**Reading text**
The ancient Egyptians believed that the Nile’s water was the sweat of the god Sobek. That's why he was the deity of the Nile, its protector and its creator.
In September 2018, Egyptian archaeologists found a sandstone sphinx in the Kom Ombo temple. The piece probably dates from the time of the Ptolemies. In July they also discovered reliefs of King Ptolemy V.
In the Ptolemaic period, the temple of Kom Ombo also functioned as a training place for African elephants, which were used for military purposes by the army.
The temple is located next to the Nile River. This not fortuitous, since Sobek, one of the gods to which the temple is dedicated, was the deity of the Nile.
Outside the temple you can find sculpted reliefs of different medical texts, as well as a representation of Imhotep holding medical instruments used at that time.
The temple has several Greco-Roman motifs, such as the double entrance constructed by orders of the Roman emperor Augusto.
During the Roman period, the temple’s front courtyard was decorated, and an external corridor was added. Some Roman emperors such as Tiberius, added offering scenes in honor of the Egyptian gods.
The construction and decoration of the temple were carried out in three periods of three Egyptian rulers: Ptolemy IV Philopator, Ptolemy VII Evergetes II and Ptolemy XII Neos Dionisios, who ruled from 181- 52 a.C.
In the temple you will see corridors and hollow, secret walls where priests hid to discover prophecies in the name of the gods.

**Information provided**
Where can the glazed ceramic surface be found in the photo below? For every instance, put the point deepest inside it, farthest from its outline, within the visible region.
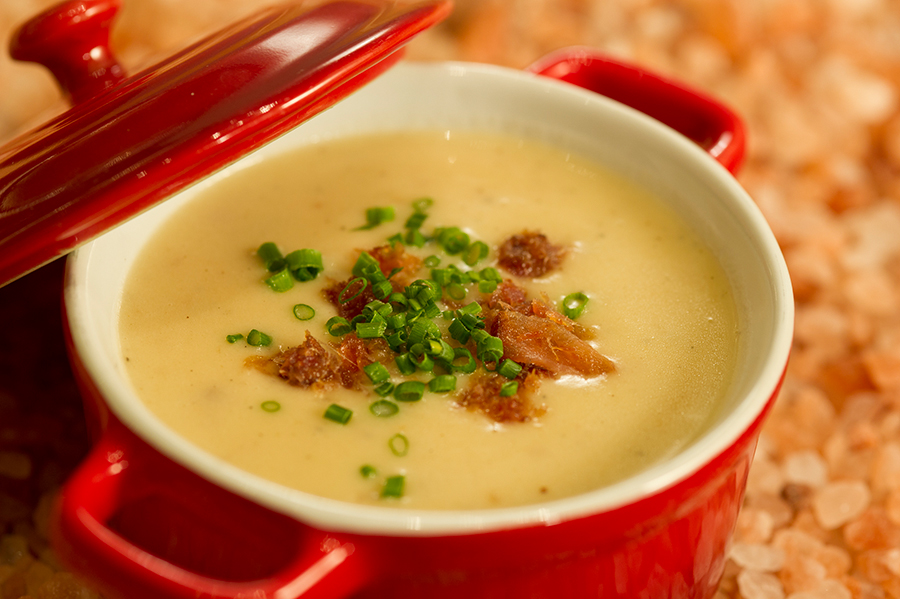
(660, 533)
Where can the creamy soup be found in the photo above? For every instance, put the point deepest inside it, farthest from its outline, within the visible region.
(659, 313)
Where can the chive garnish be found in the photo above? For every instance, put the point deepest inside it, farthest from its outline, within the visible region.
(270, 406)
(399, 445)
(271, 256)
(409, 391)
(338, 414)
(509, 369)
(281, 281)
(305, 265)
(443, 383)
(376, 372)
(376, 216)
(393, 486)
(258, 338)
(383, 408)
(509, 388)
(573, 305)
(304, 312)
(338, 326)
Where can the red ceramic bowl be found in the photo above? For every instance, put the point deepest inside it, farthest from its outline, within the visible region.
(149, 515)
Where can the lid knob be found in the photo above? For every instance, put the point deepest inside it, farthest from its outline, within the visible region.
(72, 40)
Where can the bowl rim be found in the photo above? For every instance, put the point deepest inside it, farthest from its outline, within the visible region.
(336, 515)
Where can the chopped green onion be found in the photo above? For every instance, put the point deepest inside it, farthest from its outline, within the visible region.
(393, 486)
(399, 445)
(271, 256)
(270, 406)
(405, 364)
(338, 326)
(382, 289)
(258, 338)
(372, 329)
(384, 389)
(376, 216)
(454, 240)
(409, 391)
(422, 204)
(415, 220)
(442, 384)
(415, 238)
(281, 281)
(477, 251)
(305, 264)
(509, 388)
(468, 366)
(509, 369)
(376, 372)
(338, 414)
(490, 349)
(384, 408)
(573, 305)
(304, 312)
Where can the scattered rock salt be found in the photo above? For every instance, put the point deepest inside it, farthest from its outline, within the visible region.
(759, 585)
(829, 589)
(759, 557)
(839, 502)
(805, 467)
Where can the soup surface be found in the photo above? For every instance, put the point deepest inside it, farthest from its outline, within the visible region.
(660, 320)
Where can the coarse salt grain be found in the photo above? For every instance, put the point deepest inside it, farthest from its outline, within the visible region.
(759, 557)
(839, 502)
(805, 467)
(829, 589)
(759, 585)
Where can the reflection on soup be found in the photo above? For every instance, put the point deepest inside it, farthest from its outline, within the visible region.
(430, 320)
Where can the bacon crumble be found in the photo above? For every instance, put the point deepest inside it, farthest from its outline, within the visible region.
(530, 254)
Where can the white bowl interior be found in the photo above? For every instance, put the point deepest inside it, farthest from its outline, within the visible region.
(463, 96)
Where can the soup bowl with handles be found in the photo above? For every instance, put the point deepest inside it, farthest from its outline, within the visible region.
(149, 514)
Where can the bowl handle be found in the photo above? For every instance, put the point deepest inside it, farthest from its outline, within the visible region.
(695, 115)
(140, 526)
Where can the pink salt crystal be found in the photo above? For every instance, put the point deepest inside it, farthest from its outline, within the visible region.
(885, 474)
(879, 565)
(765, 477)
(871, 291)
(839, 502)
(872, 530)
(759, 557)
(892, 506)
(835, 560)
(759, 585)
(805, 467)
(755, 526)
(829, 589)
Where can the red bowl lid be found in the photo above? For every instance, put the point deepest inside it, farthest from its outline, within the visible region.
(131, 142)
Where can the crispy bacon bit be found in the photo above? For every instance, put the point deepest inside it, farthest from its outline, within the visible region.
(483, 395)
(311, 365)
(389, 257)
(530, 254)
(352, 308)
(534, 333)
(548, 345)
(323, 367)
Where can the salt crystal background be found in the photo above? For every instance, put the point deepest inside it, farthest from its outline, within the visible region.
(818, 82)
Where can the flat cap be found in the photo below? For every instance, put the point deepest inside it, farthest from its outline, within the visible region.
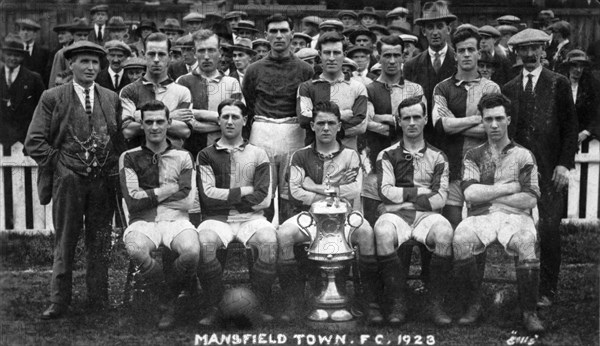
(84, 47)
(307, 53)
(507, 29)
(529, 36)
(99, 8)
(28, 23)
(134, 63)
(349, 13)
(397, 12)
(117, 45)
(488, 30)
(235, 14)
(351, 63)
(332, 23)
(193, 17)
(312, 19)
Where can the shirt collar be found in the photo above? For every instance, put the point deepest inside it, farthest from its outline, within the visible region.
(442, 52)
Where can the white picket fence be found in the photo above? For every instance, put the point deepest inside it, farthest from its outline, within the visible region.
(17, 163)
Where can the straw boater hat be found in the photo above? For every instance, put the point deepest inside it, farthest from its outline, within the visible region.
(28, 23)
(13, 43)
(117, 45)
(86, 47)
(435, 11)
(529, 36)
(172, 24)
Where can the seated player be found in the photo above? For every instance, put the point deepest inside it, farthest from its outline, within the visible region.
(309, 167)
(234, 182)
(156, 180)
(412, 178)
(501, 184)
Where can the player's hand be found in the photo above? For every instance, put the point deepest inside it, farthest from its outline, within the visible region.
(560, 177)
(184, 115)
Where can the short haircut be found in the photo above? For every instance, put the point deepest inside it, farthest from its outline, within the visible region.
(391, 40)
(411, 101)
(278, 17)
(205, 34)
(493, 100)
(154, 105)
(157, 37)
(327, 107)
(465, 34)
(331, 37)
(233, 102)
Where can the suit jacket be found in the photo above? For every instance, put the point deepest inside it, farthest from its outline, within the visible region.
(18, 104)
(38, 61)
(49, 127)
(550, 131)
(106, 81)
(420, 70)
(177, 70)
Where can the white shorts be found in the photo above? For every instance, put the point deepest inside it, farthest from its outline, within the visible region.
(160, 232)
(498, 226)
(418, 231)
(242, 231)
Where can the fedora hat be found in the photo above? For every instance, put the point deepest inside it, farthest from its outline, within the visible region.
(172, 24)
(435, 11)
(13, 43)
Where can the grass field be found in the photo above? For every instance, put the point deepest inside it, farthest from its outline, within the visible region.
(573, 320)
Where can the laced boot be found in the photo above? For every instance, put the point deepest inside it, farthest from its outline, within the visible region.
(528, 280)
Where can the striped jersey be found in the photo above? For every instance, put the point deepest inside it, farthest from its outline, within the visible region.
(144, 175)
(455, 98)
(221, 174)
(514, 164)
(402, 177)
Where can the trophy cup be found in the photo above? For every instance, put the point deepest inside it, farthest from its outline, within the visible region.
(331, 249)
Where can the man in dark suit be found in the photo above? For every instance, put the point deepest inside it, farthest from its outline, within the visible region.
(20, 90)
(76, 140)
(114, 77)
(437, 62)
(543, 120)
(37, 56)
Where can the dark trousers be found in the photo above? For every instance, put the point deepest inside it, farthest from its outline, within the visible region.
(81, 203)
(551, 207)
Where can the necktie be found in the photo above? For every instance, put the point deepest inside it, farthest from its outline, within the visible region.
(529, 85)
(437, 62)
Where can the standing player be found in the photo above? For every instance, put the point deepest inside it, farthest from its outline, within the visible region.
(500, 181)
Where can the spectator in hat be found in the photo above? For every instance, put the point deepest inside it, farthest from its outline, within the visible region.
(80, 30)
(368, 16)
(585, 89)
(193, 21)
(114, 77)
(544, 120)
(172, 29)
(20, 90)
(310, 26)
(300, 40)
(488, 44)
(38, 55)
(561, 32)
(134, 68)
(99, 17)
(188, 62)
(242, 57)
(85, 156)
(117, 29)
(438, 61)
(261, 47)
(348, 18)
---
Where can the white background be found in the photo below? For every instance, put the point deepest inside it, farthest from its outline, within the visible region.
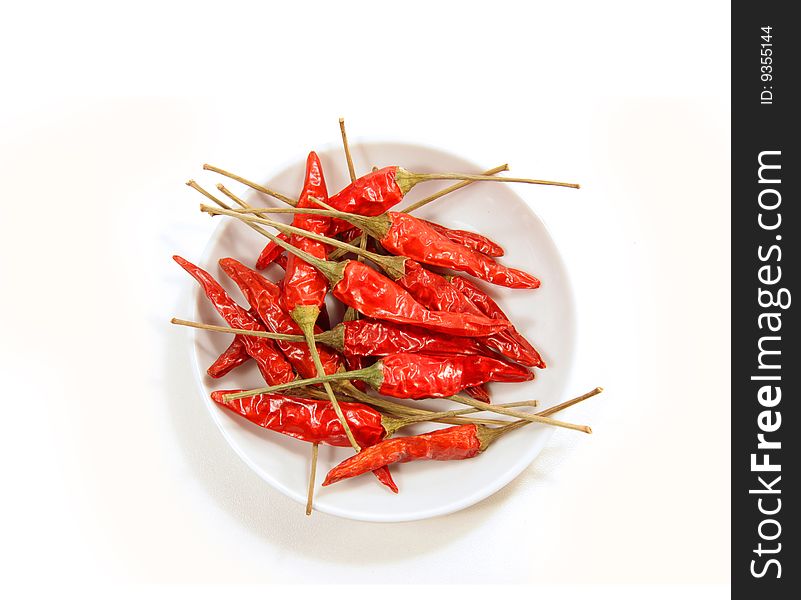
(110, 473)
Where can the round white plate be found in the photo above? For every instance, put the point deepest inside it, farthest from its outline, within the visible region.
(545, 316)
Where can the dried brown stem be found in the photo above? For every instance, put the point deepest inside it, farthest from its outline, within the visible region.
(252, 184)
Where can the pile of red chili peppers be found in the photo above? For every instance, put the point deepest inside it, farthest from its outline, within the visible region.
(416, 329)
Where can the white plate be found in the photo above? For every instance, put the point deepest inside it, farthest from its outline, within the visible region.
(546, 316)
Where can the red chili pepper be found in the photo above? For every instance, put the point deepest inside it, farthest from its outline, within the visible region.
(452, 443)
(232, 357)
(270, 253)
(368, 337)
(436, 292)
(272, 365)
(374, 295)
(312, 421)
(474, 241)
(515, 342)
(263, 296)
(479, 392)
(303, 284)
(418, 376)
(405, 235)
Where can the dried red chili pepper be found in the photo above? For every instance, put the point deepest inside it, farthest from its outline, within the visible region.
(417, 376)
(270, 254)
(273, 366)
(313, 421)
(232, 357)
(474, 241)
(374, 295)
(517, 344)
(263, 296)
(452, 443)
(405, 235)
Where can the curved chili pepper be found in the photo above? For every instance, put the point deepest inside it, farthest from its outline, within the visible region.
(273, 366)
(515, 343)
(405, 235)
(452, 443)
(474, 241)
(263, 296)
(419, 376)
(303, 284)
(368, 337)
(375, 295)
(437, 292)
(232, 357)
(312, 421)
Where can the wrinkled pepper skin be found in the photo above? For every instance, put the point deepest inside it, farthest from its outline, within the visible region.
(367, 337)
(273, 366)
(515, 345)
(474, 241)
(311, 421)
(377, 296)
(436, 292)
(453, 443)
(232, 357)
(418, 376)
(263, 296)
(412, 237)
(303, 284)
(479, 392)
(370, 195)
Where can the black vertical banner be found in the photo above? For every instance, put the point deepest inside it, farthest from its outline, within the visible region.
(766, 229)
==
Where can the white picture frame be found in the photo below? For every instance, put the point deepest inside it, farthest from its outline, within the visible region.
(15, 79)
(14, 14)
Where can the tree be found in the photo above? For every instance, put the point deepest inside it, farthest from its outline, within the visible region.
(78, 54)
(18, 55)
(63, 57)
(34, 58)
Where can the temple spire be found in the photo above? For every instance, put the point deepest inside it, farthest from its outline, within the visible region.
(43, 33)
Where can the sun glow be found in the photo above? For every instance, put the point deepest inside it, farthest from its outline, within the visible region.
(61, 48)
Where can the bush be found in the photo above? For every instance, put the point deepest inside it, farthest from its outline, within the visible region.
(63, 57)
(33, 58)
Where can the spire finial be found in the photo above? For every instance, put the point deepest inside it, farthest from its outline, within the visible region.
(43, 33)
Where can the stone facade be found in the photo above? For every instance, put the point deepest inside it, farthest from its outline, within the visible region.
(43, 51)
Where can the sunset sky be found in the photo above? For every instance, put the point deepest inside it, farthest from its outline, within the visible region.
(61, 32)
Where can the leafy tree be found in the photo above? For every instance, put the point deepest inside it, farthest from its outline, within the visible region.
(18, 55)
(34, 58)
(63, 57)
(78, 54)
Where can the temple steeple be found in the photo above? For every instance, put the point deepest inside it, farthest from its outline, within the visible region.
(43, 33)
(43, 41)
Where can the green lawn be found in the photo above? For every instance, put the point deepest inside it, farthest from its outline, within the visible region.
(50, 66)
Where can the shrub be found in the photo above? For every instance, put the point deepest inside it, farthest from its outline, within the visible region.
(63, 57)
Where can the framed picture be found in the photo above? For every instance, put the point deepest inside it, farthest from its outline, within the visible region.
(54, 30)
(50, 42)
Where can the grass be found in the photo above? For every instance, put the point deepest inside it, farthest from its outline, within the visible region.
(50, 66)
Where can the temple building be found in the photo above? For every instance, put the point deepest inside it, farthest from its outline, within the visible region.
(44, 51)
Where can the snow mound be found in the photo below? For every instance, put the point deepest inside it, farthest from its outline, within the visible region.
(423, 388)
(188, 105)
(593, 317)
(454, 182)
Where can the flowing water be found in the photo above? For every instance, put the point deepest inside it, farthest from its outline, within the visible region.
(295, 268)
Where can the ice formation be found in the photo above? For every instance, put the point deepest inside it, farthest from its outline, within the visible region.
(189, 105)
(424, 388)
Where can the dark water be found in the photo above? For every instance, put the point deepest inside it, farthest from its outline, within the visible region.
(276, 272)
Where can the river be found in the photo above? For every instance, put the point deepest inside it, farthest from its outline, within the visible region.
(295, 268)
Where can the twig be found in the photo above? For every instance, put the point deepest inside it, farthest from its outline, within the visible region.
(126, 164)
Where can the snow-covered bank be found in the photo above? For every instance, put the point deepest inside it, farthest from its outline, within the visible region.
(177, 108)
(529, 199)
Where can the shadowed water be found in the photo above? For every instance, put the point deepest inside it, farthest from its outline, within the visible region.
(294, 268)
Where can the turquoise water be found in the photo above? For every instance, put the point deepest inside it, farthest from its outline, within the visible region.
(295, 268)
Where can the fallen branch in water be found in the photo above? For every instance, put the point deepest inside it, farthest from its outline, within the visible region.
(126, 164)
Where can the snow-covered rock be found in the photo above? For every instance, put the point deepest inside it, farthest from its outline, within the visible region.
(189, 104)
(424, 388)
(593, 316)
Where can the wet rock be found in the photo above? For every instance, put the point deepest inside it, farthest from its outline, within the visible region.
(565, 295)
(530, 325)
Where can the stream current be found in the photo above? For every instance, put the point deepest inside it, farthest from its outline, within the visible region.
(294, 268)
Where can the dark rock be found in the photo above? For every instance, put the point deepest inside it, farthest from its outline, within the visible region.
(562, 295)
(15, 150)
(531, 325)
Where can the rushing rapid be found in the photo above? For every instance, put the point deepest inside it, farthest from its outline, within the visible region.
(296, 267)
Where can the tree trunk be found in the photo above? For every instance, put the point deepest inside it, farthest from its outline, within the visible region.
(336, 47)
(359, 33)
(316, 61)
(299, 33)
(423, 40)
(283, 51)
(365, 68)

**Prompt A**
Retype the part of the Kom Ombo text that opens with the words containing "In the Ptolemaic" and closes with "the Egyptian gods.".
**Prompt B**
Turn the paragraph of the Kom Ombo text beginning "During the Roman period" into a short bulleted list that keeps its main facts.
**Prompt C**
Name every king or emperor mentioned by name in the Kom Ombo text.

**Result A**
In the Ptolemaic period, the temple of Kom Ombo also functioned as a training place for African elephants, which were used for military purposes by the army.
The temple is located next to the Nile River. This not fortuitous, since Sobek, one of the gods to which the temple is dedicated, was the deity of the Nile.
Outside the temple you can find sculpted reliefs of different medical texts, as well as a representation of Imhotep holding medical instruments used at that time.
The temple has several Greco-Roman motifs, such as the double entrance constructed by orders of the Roman emperor Augusto.
During the Roman period, the temple’s front courtyard was decorated, and an external corridor was added. Some Roman emperors such as Tiberius, added offering scenes in honor of the Egyptian gods.

**Result B**
- The temple's front courtyard was decorated during the Roman period.
- An external corridor was added in the same period.
- Some Roman emperors, such as Tiberius, added offering scenes in honor of the Egyptian gods.

**Result C**
- Ptolemy V
- Augusto
- Tiberius
- Ptolemy IV Philopator
- Ptolemy VII Evergetes II
- Ptolemy XII Neos Dionisios